### Data supplied
+---+
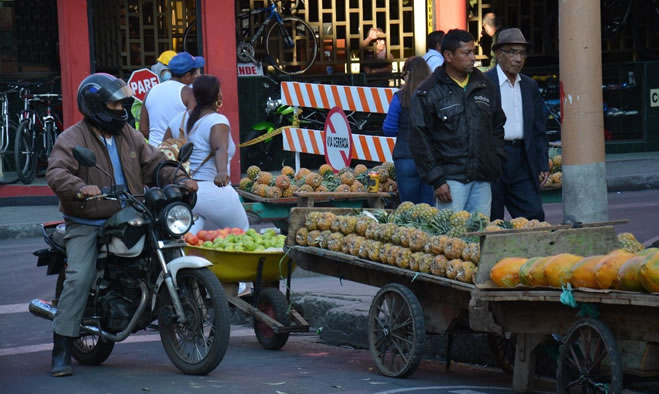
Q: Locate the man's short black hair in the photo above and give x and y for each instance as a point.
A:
(434, 39)
(454, 39)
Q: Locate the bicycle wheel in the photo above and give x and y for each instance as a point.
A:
(292, 46)
(25, 151)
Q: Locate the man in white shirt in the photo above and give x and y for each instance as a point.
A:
(434, 57)
(525, 139)
(169, 98)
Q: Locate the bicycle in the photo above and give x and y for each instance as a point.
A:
(36, 133)
(7, 125)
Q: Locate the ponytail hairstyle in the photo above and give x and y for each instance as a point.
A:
(205, 88)
(417, 70)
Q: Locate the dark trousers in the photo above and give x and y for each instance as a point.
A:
(516, 189)
(410, 185)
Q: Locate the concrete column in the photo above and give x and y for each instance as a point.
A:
(582, 133)
(450, 14)
(218, 29)
(75, 62)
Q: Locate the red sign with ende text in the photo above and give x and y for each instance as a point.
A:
(338, 139)
(141, 81)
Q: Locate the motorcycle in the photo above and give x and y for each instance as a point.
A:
(143, 275)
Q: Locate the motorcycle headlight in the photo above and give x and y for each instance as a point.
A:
(176, 218)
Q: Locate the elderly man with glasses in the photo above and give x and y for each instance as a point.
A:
(525, 139)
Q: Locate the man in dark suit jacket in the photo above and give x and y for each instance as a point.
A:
(525, 139)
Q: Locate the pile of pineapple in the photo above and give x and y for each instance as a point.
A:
(356, 180)
(555, 169)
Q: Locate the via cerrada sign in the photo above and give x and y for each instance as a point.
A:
(337, 139)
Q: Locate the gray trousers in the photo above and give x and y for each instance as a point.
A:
(81, 253)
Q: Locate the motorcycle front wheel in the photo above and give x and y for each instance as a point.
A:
(197, 346)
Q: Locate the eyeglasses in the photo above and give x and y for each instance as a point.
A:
(522, 54)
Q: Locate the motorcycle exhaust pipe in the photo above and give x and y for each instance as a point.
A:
(44, 310)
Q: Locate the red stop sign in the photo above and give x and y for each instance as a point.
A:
(141, 81)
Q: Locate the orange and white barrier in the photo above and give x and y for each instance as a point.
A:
(365, 147)
(348, 98)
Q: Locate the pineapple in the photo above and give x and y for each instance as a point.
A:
(282, 182)
(347, 178)
(342, 189)
(519, 222)
(362, 224)
(348, 225)
(253, 172)
(360, 169)
(288, 171)
(325, 168)
(301, 236)
(325, 221)
(313, 238)
(629, 243)
(439, 265)
(426, 263)
(302, 173)
(403, 258)
(245, 184)
(465, 272)
(452, 268)
(335, 242)
(336, 224)
(289, 191)
(357, 187)
(415, 260)
(312, 179)
(374, 251)
(324, 238)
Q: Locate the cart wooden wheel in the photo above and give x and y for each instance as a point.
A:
(396, 331)
(273, 303)
(589, 361)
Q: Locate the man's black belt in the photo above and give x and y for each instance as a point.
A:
(513, 142)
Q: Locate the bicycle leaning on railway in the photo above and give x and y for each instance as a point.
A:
(36, 132)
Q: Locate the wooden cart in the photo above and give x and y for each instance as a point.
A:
(274, 319)
(411, 304)
(277, 210)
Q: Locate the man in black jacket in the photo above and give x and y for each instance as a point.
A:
(525, 137)
(456, 129)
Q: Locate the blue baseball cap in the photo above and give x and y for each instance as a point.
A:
(184, 62)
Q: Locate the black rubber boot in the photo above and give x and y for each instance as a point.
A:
(61, 364)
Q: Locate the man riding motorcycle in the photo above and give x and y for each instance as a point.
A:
(131, 161)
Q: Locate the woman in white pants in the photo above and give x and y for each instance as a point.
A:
(218, 204)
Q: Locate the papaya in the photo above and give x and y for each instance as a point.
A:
(557, 269)
(606, 272)
(649, 273)
(583, 272)
(505, 272)
(525, 270)
(536, 276)
(628, 274)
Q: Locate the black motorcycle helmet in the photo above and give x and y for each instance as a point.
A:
(95, 92)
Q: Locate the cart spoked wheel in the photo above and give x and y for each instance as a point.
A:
(589, 361)
(396, 331)
(503, 351)
(273, 303)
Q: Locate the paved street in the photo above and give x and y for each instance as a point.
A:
(304, 365)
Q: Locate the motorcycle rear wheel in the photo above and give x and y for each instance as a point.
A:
(91, 350)
(207, 313)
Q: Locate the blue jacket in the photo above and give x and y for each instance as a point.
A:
(535, 133)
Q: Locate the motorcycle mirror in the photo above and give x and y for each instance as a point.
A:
(185, 152)
(84, 156)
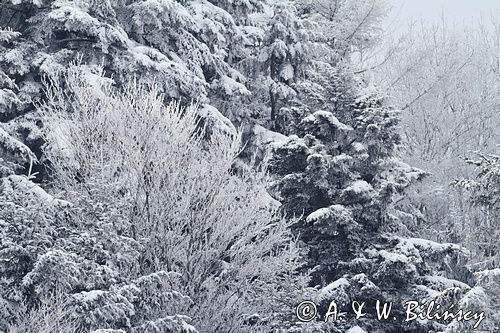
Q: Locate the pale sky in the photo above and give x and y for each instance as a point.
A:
(457, 12)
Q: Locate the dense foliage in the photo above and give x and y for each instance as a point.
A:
(122, 211)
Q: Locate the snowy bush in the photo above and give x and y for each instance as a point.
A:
(178, 196)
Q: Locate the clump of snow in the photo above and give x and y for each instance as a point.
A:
(221, 123)
(444, 283)
(359, 147)
(319, 214)
(21, 183)
(356, 329)
(322, 116)
(266, 136)
(231, 87)
(359, 186)
(328, 291)
(16, 147)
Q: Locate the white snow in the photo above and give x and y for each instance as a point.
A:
(319, 214)
(23, 184)
(265, 136)
(359, 186)
(329, 117)
(444, 283)
(326, 292)
(221, 123)
(356, 329)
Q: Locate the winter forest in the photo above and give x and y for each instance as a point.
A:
(232, 166)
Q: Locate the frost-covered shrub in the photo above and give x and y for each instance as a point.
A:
(182, 200)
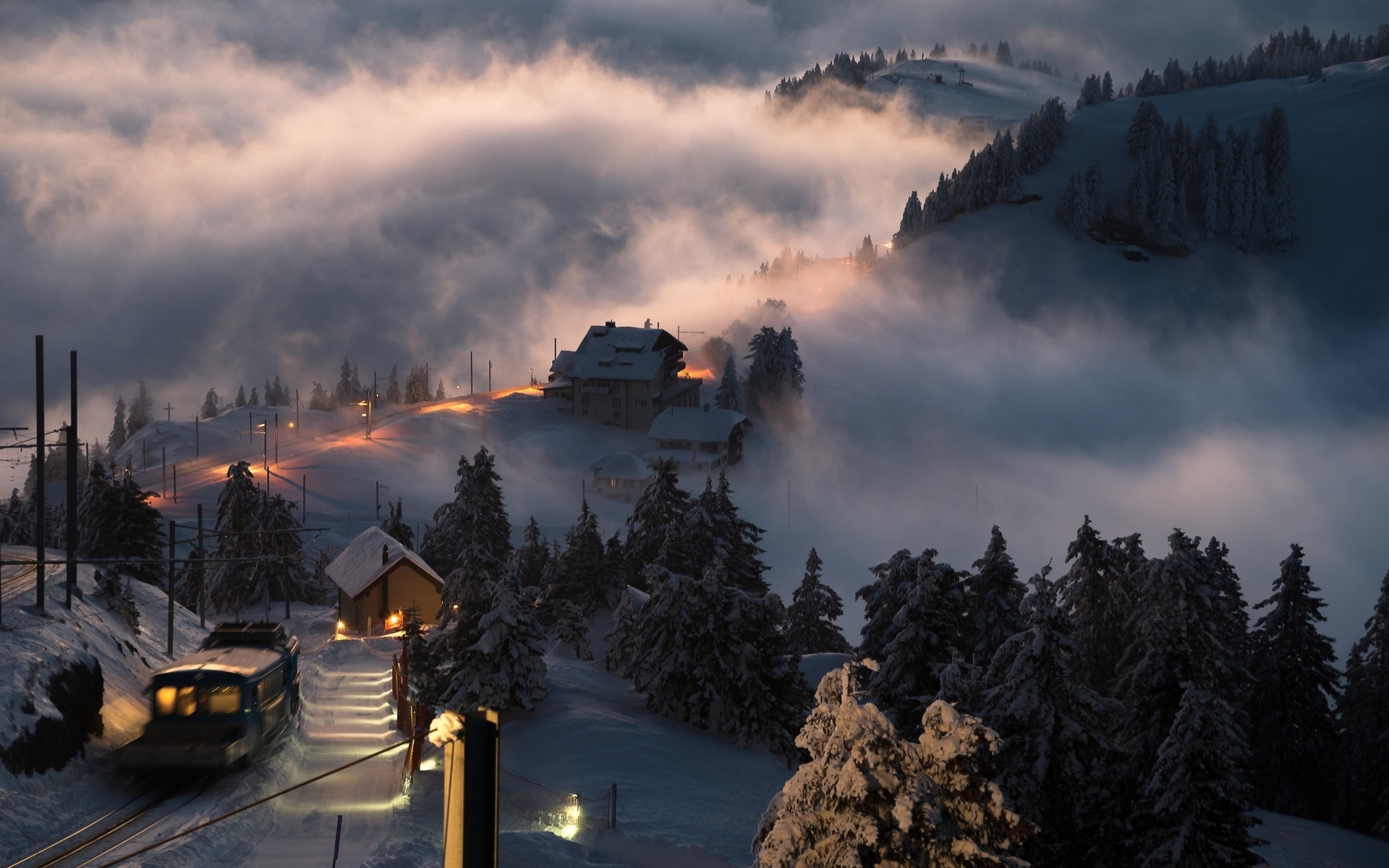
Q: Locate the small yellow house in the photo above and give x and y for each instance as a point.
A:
(378, 578)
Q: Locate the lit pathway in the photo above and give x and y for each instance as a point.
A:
(347, 714)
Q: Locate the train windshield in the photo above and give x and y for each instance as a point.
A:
(185, 702)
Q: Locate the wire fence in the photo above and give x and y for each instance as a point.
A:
(524, 806)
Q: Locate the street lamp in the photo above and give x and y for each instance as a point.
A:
(367, 414)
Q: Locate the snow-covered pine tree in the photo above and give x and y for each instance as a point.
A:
(810, 618)
(717, 658)
(925, 637)
(211, 404)
(1244, 193)
(142, 409)
(120, 597)
(318, 398)
(119, 433)
(1176, 628)
(1275, 149)
(1145, 127)
(1096, 200)
(532, 556)
(1294, 732)
(579, 576)
(475, 519)
(1363, 718)
(883, 599)
(871, 798)
(1058, 757)
(345, 393)
(658, 513)
(504, 665)
(913, 223)
(1010, 175)
(1231, 626)
(284, 570)
(1099, 602)
(394, 386)
(992, 597)
(1197, 804)
(1163, 200)
(231, 578)
(729, 395)
(1073, 208)
(744, 564)
(396, 527)
(572, 628)
(1213, 206)
(1141, 188)
(417, 386)
(705, 535)
(623, 639)
(791, 381)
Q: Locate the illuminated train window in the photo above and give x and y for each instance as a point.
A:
(220, 700)
(185, 702)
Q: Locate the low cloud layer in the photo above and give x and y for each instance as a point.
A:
(208, 195)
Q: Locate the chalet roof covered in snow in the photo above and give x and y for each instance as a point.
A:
(617, 352)
(360, 563)
(623, 466)
(708, 424)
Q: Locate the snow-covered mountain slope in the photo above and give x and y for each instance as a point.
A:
(1330, 273)
(993, 96)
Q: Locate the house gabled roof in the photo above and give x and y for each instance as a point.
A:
(705, 424)
(617, 352)
(623, 466)
(360, 564)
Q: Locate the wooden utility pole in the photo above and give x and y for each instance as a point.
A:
(41, 534)
(470, 792)
(72, 481)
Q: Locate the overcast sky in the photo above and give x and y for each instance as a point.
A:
(208, 195)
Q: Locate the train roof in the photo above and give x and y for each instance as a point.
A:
(232, 660)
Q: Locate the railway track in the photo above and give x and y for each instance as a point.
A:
(102, 839)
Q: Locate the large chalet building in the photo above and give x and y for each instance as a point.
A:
(623, 375)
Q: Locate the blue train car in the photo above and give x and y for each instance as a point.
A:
(218, 706)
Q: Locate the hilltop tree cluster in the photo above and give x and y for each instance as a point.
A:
(259, 555)
(1284, 56)
(489, 646)
(710, 644)
(1138, 712)
(845, 69)
(1236, 187)
(988, 176)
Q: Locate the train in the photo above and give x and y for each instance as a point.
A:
(216, 709)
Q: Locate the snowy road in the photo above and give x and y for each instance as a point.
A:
(347, 714)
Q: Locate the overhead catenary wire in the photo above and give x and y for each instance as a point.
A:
(246, 807)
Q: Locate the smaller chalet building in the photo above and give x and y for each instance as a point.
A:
(621, 475)
(699, 439)
(377, 578)
(623, 375)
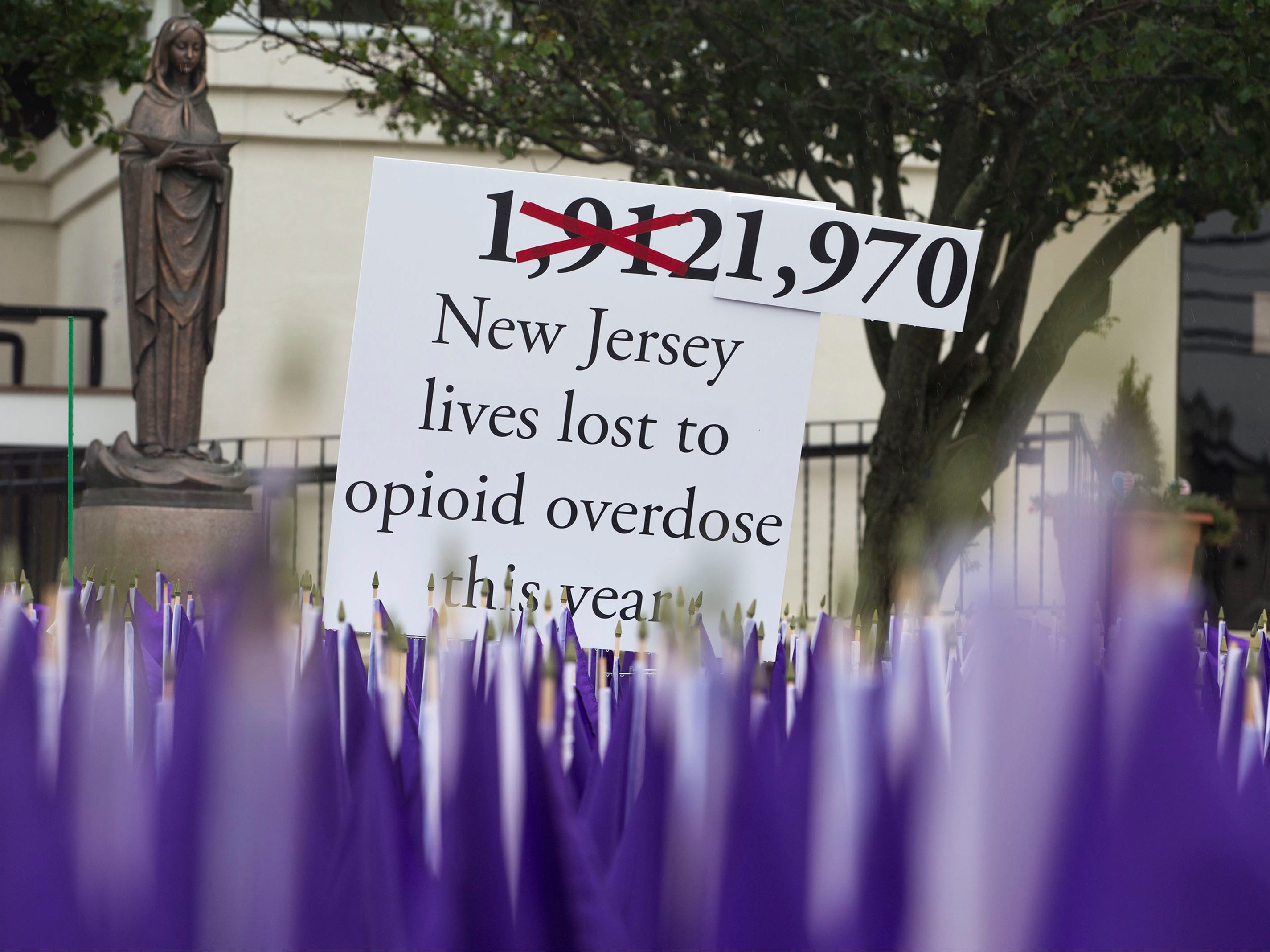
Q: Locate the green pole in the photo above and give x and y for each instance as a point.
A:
(70, 445)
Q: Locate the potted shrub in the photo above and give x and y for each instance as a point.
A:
(1155, 532)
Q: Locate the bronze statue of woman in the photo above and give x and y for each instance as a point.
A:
(176, 228)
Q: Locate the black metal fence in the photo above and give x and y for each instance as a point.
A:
(294, 480)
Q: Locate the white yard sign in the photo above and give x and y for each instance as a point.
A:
(585, 420)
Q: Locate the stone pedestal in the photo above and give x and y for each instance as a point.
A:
(188, 532)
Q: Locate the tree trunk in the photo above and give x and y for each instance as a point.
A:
(924, 504)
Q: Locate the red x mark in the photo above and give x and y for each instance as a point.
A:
(614, 238)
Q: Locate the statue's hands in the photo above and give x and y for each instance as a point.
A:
(207, 167)
(181, 156)
(195, 158)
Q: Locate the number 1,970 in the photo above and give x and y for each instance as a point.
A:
(842, 261)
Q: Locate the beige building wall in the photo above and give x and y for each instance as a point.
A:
(299, 206)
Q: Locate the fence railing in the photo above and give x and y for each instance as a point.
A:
(294, 480)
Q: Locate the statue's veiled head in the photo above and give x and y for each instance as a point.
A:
(180, 57)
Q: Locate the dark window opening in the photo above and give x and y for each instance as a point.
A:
(1223, 415)
(338, 11)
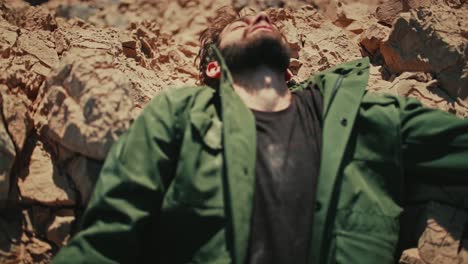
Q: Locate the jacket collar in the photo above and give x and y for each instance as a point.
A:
(239, 138)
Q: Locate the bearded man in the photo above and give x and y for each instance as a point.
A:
(247, 170)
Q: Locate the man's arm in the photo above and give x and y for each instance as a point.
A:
(129, 191)
(435, 144)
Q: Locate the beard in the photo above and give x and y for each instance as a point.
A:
(262, 49)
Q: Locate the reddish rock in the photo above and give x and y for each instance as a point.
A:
(42, 182)
(373, 37)
(7, 157)
(84, 173)
(411, 256)
(59, 229)
(434, 41)
(16, 115)
(440, 242)
(85, 104)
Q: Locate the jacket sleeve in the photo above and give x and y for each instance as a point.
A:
(435, 144)
(129, 191)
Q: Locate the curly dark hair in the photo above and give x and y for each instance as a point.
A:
(210, 36)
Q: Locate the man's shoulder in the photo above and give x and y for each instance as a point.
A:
(181, 97)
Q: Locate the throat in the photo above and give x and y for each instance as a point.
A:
(263, 90)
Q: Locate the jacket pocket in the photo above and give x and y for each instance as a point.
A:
(365, 238)
(359, 247)
(198, 182)
(209, 128)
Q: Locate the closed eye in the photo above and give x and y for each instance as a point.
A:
(237, 25)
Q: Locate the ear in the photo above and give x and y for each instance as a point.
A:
(288, 75)
(213, 70)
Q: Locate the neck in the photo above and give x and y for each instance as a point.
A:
(262, 89)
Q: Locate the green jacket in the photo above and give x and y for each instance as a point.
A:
(178, 186)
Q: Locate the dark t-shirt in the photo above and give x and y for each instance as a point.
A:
(288, 156)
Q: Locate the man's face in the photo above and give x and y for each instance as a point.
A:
(253, 41)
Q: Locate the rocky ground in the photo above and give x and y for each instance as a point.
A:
(74, 74)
+---+
### Problem description
Find the lines of the listing that contain the string "pole" and give how many there are, with no other words.

### Answer to this exercise
2